**QUOTED PASSAGE**
---*---

Sunday, September 6, 2015

C++ encapsulation for Data-Oriented Design: performance

(Many thanks to Manu Sánchez for his help with running tests and analyzing results.)
In a past entry, we implemented a little C++ framework that allows us to do DOD while retaining some of the encapsulation benefits and the general look and feel of traditional object-based programming. We complete here the framework by adding a critical piece from the point of view of usability, namely the ability to process sequences of DOD entities with as terse a syntax as we would have in OOP.
To enable DOD for a particular class (like the particle we used in the previous entry), i.e., to distribute its different data members in separate memory locations, we change the class source code to turn it into a class template particle<Access> where Access is a framework-provided entity in charge of granting access to the external data members with a similar syntax as if they were an integral part of the class itself. Now, particle<Access> is no longer a regular class with value semantics, but a mere proxy to the external data without ownership to it. Importantly, it is the members and not the particle objects that are stored: particles are constructed on the fly when needed to use its interface in order to process the data. So, code like
for(const auto& p:particle_)p.render();
cannot possibly work because the application does not have any particle_ container to begin with: instead, the information is stored in separate locations:
std::vector<char> color_;
std::vector<int>  x_,y_,dx_,dy_;
and "traversing" the particles requires that we go through the associated containers in parallel and invoke render on a temporary particle object constructed out of them:
auto itc=&color_[0],ec=itc+color_.size();
auto itx=&x_[0];
auto ity=&y_[0];
auto itdx=&dx_[0];
auto itdy=&dy_[0];
  
for(;itc!=ec;++itc,++itx,++ity,++itdx,++itdy){
  auto p=make_particle(
    access<color,x,y,dx,dy>(itc,itx,ity,itdx,itdy));
  p.render();
}
Fortunately, this boilerplate code can be hidden by the framework by using these auxiliary constructs:
template<typename T> class pointer;

template<template <typename> class Class,typename Access>
class pointer<Class<Access>>
{
  // behaves as Class<Access>>*
};

template<template <typename> class Class,typename Access>
pointer<Class<Access>> make_pointer(const Access& a)

---*---

**SOURCE MATERIAL**
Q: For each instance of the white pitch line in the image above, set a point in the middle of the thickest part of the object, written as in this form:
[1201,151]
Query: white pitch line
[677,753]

---*---

**REQUIRED ACTIONS**
1. Revise the post on C++ encapsulation for Data-Oriented Design, giving everything from "Sunday, September 6, 2015" down to "have in OOP." with "encapsulation" changed to "abstraction".
2. In the post on C++ encapsulation for Data-Oriented Design, what is particle<Access> once it is no longer a regular class with value semantics?

**TASK RESPONSES**
1.
Sunday, September 6, 2015

C++ abstraction for Data-Oriented Design: performance

(Many thanks to Manu Sánchez for his help with running tests and analyzing results.)
In a past entry, we implemented a little C++ framework that allows us to do DOD while retaining some of the abstraction benefits and the general look and feel of traditional object-based programming. We complete here the framework by adding a critical piece from the point of view of usability, namely the ability to process sequences of DOD entities with as terse a syntax as we would have in OOP.

2. A mere proxy to the external data, without ownership of it.